====== Data extract ======

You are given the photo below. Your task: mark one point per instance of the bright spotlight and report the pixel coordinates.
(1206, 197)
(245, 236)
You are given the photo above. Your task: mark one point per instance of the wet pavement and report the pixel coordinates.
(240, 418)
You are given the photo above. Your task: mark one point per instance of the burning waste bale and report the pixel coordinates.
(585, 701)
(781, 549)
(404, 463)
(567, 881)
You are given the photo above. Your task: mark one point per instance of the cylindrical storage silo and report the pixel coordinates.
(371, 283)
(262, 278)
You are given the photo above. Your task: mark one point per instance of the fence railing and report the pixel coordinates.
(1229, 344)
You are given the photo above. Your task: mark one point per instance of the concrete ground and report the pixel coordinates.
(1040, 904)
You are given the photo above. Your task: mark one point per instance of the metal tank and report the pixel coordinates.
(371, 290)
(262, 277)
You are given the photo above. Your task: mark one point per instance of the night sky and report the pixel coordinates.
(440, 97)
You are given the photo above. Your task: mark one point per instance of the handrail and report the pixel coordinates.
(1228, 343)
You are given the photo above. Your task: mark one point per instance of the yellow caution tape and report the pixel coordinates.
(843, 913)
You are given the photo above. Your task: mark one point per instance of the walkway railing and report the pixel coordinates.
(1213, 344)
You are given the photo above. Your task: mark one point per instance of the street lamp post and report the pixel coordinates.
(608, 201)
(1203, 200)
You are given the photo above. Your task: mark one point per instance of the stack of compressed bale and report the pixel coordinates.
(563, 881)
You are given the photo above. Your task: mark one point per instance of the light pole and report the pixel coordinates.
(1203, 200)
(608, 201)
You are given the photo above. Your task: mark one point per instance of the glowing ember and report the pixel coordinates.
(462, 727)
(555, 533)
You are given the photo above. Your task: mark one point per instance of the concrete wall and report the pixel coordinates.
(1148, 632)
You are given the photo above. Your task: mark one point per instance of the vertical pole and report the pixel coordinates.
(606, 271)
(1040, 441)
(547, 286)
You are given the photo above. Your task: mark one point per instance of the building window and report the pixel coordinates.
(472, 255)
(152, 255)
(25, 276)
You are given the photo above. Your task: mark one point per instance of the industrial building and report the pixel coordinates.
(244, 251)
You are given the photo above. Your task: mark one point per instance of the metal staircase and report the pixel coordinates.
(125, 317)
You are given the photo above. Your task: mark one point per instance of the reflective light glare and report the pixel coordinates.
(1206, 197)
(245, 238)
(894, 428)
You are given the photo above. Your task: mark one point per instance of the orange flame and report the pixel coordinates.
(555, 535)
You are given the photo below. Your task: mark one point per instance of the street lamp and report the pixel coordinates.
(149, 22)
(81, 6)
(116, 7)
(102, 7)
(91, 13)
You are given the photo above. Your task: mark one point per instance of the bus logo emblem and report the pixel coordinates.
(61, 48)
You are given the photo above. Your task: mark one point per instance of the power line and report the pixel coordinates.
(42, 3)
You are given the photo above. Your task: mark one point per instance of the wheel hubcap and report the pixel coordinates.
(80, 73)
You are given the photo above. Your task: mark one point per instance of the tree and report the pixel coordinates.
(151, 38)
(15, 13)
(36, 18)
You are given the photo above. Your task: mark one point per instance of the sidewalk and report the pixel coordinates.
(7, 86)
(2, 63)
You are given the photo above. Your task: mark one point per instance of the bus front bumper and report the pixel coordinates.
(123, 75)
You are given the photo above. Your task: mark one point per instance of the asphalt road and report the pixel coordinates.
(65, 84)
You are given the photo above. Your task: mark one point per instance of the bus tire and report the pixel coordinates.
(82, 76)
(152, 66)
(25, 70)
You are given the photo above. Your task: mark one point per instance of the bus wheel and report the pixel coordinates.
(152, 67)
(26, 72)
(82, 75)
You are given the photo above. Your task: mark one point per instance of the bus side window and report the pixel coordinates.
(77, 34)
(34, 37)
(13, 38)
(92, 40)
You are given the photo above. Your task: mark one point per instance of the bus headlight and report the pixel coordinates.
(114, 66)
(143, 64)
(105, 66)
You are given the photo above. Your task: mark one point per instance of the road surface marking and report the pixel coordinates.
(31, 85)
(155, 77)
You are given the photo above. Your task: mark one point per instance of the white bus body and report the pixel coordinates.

======

## What to do
Starting at the first entry and ending at the last, reproduce each one exactly.

## Final answer
You are given the photo below. Your task: mark one point per instance of the bright spotlight and report the pixel coordinates.
(1206, 197)
(245, 236)
You are given the photo above. Your task: mark one point per instance of the wet pavement and report the pixel coordinates.
(240, 418)
You are given the photo above. Your task: mark one point per instance of the burning waste bale and report the pixel coordinates.
(585, 701)
(781, 549)
(404, 463)
(567, 881)
You are given the photo above. Your task: mark one point per instance of the cylindrical storage silo and report the pixel coordinates.
(371, 283)
(262, 278)
You are given the photo above. Your task: mark one point per instance of the fence railing and report the pixel coordinates.
(1229, 344)
You are given the photo above. Your task: mark one point per instance of the concrete ground and report the pixel coordinates.
(1040, 904)
You are given the photo above. Your task: mark one point per instance of the metal tank and report the pixel coordinates.
(371, 290)
(262, 277)
You are given the photo above. Your task: mark one point per instance of the night sky and report the pixel coordinates.
(440, 97)
You are given the photo above. Your task: mark one point per instance of the handrail and report the pixel coordinates.
(1228, 343)
You are given the photo above. Your task: mark one point per instance of the yellow caution tape and report the pixel coordinates.
(843, 913)
You are given the photo above. Your task: mark one point per instance of the walkway railing and report the pixel coordinates.
(1213, 344)
You are given the photo above. Your task: mark one point per instance of the street lamp post and report the pixel coordinates.
(608, 201)
(1203, 200)
You are given the photo above. Your task: mark one point per instance of the stack of compressed bale and report the pixel coordinates.
(563, 881)
You are given the photo above. Your task: mark one point per instance of the light pole and report the pixel coordinates.
(1203, 200)
(608, 201)
You are given the photo above. Your task: mark one point per instance of the glowing ember and report the pixel coordinates.
(462, 727)
(555, 533)
You are given the photo above. Your task: mark one point per instance of the concrete wall and report the pixel coordinates.
(1148, 632)
You are given the photo above. Your task: mark one point per instance of the vertical pole and report the pixel coordinates.
(606, 271)
(1040, 441)
(547, 286)
You are given the photo above. Your task: mark one point per instance of the building window and report the pixel coordinates.
(472, 255)
(152, 255)
(25, 276)
You are given the photo above. Your task: mark one point per instance of the industrial building and report the pixel coordinates.
(244, 251)
You are given the photo above. Your task: mark one point per instance of the metal staircase and report the pixel coordinates.
(125, 317)
You are given the photo above. Your task: mark one point per instance of the reflective light glare and report the pixel coordinates.
(1206, 197)
(245, 238)
(894, 428)
You are given the photo above. Your task: mark one point per instance of the orange flame and report the pixel coordinates.
(555, 535)
You are given the photo below. Your task: mark one point per instance of the street lamp and report the pixel coordinates.
(149, 22)
(81, 6)
(116, 7)
(102, 7)
(91, 13)
You are given the photo above. Your task: mark one point per instance of the bus logo emblem and report the pixel coordinates.
(61, 48)
You are given the photo above. Your task: mark one point per instance of the power line and report the pixel coordinates.
(42, 3)
You are given the photo above. Your task: mark one point per instance of the wheel hubcap and report the pixel coordinates.
(80, 73)
You are given the photo above. Your task: mark one point per instance of the tree and report the pixel coordinates.
(151, 38)
(15, 13)
(36, 18)
You are given the photo above. Your task: mark one point per instance of the sidewalk and report the pixel coordinates.
(7, 86)
(2, 63)
You are given the photo above. Your task: mark one point per instance of the bus front bumper and report the pixel coordinates.
(123, 75)
You are given the photo above. Your task: mark one point per instance of the asphalt road and report the pixel coordinates.
(65, 84)
You are given the photo above. Your task: mark one point per instance of the bus tire and report the pixel coordinates.
(82, 76)
(152, 66)
(25, 70)
You are given the photo above. Your task: mark one point per instance of the bus wheel and report the pixel coordinates.
(152, 67)
(26, 72)
(82, 75)
You are given the photo above. Your task: mark one point per instance of the bus side window and report the pixel coordinates.
(77, 34)
(34, 37)
(13, 38)
(92, 40)
You are given the photo above. Your task: mark one point per instance of the bus headlight and report the pixel coordinates.
(114, 66)
(143, 64)
(105, 66)
You are given the photo above. Your task: mark one point per instance of the road surface marking and report the pixel coordinates.
(31, 85)
(155, 77)
You are given the photo above. Your task: mark one point per instance of the white bus body and report the pixel coordinates.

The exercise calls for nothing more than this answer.